** Opening Extract provided block **

On this day in 1692, an English woman by the name of Bridget Bishop was brought before a municipal court in Salem, Massachusetts. Settled in 1626 by Puritans (Protestant refugees from England), the town was gripped by a wave of terror that, according to many, was motivated by a recent string of occult incidents. Fearing for their lives, Salem’s residents accused Bishop – a bartender at Salem’s tavern, according to some accounts – of committing one of the most egregious crimes of all: witchcraft.
A number of Salem’s young women claimed to have been possessed by an apparition that looked like Bishop; whenever Bishop glanced in their direction, the women were struck down, unable to move. Only Bishop’s touch would bring them back to life. Other “witnesses” claimed that Bishop owned a number of poppets, small figurines allegedly used in occult ceremonies, and one man proclaimed that Bishop had poisoned his cat. Perhaps the most damning bit of evidence was a popular belief that Bishop possessed a third nipple, a sure sign of a witch (although only two nipples were present on the day of Bishop’s trial). Much of the evidence against Bishop was contradictory, false, or disturbingly personal – Bishop had a number of enemies, having been married three times – but attendants were upset by Bishop’s calm demeanour and her demonstrably false statements. The court found Bishop guilty, and the crowd marched her off to be hanged. As the rope was placed around her neck, Bridget Bishop became the very first victim of the Salem Witch Trials.
In the ensuing months, over 200 people in and around Salem were accused of witchcraft. Contrary to popular belief, none of them were burned at the stake: a majority of those found guilty were hanged, although one man was pressed to death with large stones. Partially inspired by circulating copies of Malleus Maleficarum – a discredited German manual for combatting the occult – the murderous rampage of Salem’s townsfolk is colonial America’s first example of mass hysteria. Puritanical fears of women, foreigners and sexuality likely motivated many of the killings (78% of Salem’s “witches” were women, and at least one was a slave from the West Indies). Many in Salem reportedly dealt with sleep terrors and paralysis, likely motivated by a string of night raids by Native Americans; additionally, Salem’s rye bread supply may have been infected with elements of hallucinogenics like LSD.

** Closing Extract provided block **

▶ _Requirement_
In the account of the Salem Witch Trials above, what share of Salem's "witches" were women?

** Opening Data section block **

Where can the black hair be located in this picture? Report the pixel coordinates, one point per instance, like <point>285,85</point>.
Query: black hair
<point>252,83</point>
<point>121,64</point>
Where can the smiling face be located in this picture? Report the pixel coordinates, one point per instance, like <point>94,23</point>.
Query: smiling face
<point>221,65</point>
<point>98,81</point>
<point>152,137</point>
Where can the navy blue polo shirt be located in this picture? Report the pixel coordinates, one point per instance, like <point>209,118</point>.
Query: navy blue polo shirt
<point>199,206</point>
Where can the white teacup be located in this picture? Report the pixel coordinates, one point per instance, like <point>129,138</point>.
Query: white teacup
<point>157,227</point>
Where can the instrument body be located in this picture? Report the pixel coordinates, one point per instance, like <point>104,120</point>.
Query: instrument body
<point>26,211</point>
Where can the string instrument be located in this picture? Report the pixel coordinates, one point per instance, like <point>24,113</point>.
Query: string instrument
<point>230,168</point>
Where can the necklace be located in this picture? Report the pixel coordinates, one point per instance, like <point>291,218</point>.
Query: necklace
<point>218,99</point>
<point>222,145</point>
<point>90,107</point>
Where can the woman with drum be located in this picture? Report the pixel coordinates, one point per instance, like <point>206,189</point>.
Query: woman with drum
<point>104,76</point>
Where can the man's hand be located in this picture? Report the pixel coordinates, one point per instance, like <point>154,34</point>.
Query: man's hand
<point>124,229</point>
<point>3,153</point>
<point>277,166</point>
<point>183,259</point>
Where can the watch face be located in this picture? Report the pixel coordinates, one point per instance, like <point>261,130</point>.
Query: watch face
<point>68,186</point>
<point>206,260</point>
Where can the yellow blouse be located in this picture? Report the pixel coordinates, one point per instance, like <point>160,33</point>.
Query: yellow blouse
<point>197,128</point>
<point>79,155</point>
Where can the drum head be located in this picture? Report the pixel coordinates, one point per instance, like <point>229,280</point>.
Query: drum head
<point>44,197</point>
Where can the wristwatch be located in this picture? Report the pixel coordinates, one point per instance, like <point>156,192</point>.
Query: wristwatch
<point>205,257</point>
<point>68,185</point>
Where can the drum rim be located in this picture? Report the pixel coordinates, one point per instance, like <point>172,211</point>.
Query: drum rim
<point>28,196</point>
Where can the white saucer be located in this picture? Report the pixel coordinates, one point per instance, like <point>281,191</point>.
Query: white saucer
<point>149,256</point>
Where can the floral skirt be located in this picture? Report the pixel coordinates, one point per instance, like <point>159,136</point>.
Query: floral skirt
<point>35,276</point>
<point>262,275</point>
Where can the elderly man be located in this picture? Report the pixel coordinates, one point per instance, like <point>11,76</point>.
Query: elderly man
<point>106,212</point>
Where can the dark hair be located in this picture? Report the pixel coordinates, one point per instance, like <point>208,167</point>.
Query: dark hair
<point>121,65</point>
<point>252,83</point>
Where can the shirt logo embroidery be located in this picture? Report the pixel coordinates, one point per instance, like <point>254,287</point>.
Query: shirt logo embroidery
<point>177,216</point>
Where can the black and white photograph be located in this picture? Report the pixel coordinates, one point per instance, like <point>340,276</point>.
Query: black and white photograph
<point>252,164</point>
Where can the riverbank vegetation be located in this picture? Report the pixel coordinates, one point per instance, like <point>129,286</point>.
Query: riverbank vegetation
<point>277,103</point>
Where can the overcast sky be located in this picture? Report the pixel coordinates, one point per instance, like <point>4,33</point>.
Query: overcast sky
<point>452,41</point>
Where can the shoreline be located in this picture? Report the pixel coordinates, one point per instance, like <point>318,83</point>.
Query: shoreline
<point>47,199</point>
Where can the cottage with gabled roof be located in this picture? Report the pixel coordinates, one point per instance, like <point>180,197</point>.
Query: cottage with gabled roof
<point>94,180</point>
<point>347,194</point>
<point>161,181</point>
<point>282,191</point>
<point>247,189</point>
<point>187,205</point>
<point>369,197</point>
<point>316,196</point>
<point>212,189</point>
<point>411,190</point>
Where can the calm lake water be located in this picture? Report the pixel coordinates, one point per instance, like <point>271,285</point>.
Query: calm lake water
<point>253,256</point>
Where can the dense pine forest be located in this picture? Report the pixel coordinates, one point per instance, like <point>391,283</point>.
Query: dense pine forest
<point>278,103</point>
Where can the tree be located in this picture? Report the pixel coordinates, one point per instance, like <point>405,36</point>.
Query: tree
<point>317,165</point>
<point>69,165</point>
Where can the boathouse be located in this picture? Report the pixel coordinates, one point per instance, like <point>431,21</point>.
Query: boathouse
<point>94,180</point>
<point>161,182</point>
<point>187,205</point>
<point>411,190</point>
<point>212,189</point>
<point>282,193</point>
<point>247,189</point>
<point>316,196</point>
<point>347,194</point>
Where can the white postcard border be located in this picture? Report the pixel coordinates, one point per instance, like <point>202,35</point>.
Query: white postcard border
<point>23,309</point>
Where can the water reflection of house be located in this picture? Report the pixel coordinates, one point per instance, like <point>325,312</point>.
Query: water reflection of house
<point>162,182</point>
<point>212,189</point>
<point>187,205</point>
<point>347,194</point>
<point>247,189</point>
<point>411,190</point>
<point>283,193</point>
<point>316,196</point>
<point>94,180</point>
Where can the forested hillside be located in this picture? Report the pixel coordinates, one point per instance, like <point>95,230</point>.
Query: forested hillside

** Closing Data section block **

▶ _Exercise answer_
78%